┌─ Extracted text
Many thanks to everyone who attended the LEEF Presentation at this year’s Base London, July 11th. The presentation slides are available to download here.

Investment Products
The fund provides repayable investment finance, predominantly in the form of senior and mezzanine loans. For opportunities regarding equity, please contact the team

Eligible borrowers and projects
The fund can lend to public, private sector or joint venture entities, including ESCOs (Energy Service Companies) and social housing associations.

Eligible technologies
LEEF will finance a broad range of Energy Conservation Measures (ECMs) that provide energy saving benefits. This includes, for example, boiler replacement, campus-based Combined Heat and Power (CHP), insulation and ground source heat pumps. Please click here for a list of example ECMs

Investment Size
The fund will target investments of between £3-10m (minimum £1m; maximum £20m per borrower); and encourages project sponsors to consider how best to achieve economies of scale, for example by grouping buildings or eligible parts of broader refurbishment projects together. Smaller projects will be considered on a case-by-case basis. Draw-down of funds can be upfront or on a phased basis

Performance Targets

LEEF is a sustainable investor, targeting a socio-economic return as well as a financial return on investment. Projects supported by LEEF should aim to deliver Energy Savings (kWh) from the Energy Conservation Measures funded of at least 20% compared to conditions prior to investment.

There may be additional targets specific to each project and these will be discussed at the 'Project Outline' stage of the application process.
└─
┌─ Information shown
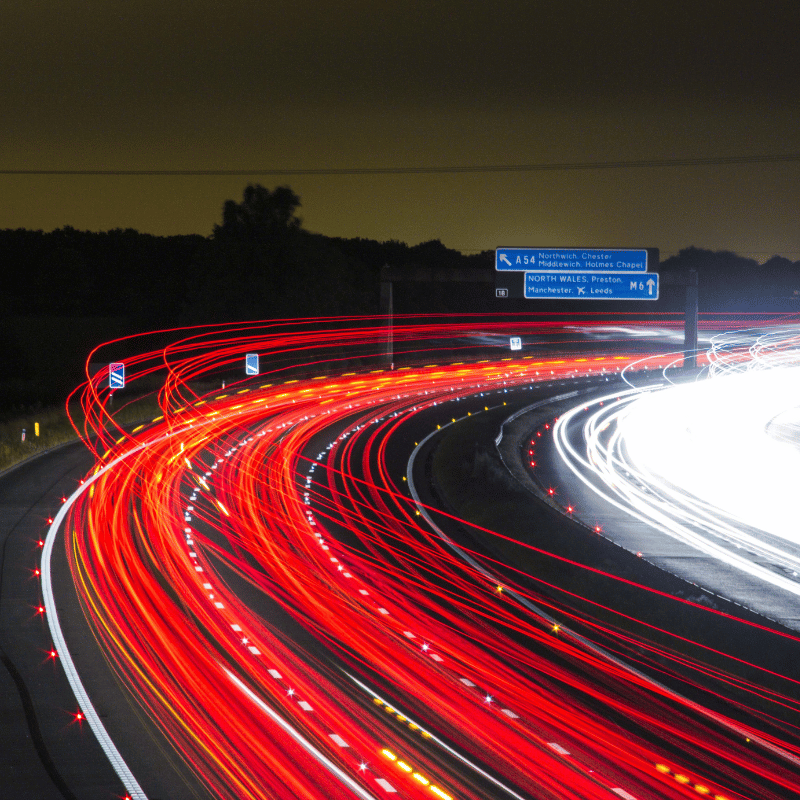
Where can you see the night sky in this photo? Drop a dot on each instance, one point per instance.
└─
▶ Actions to take:
1. In the LEEF text, how much energy savings should funded projects aim to deliver?
2. Write out everything in the LEEF text from "Many thanks to" down to "social housing associations.".

▶ Expected responses:
1. At least 20% compared to conditions before the investment.

2.
Many thanks to everyone who attended the LEEF Presentation at this year’s Base London, July 11th. The presentation slides are available to download here.

Investment Products
The fund provides repayable investment finance, predominantly in the form of senior and mezzanine loans. For opportunities regarding equity, please contact the team

Eligible borrowers and projects
The fund can lend to public, private sector or joint venture entities, including ESCOs (Energy Service Companies) and social housing associations.